### Given request:
Rewrite the lines below, replacing every "Scan for" with "Search for" and keeping everything else the same. Leave the pictures out of your version.

Items from a labeling collection
....

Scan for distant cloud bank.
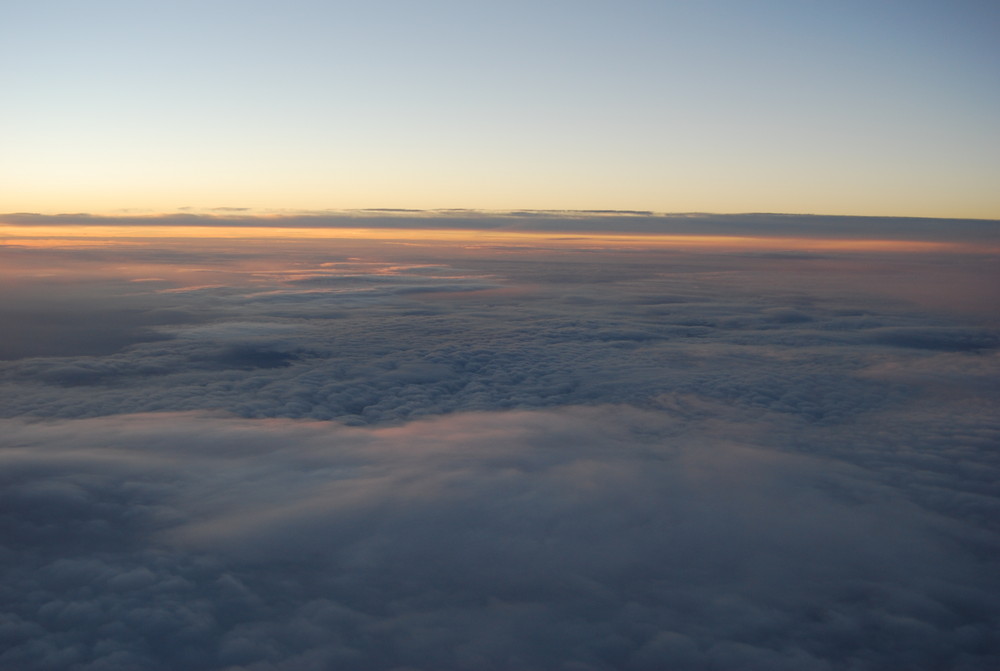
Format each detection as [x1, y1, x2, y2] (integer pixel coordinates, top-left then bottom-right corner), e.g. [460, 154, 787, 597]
[0, 207, 1000, 243]
[0, 222, 1000, 671]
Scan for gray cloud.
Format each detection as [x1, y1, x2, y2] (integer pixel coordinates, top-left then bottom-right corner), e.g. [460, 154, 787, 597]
[0, 223, 1000, 671]
[7, 208, 1000, 243]
[0, 407, 1000, 669]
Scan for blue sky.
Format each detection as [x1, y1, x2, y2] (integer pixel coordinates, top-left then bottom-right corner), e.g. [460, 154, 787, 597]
[0, 0, 1000, 218]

....

### Task answer:
Search for distant cloud bank.
Format each detection as [x1, y1, x2, y2] (integer pixel coordinates, top-left then bottom-right corner), e.g. [460, 154, 787, 597]
[0, 207, 1000, 243]
[0, 222, 1000, 671]
Search for gray cloud.
Format each detection as [x1, y1, x2, y2] (integer pixel coordinates, top-left then bottom-right corner), e.g. [460, 154, 787, 597]
[0, 223, 1000, 671]
[7, 208, 1000, 243]
[0, 407, 1000, 669]
Search for blue sky.
Format each detection as [x1, y1, x2, y2] (integer pixel coordinates, top-left then bottom-right corner), e.g. [460, 154, 787, 597]
[0, 0, 1000, 218]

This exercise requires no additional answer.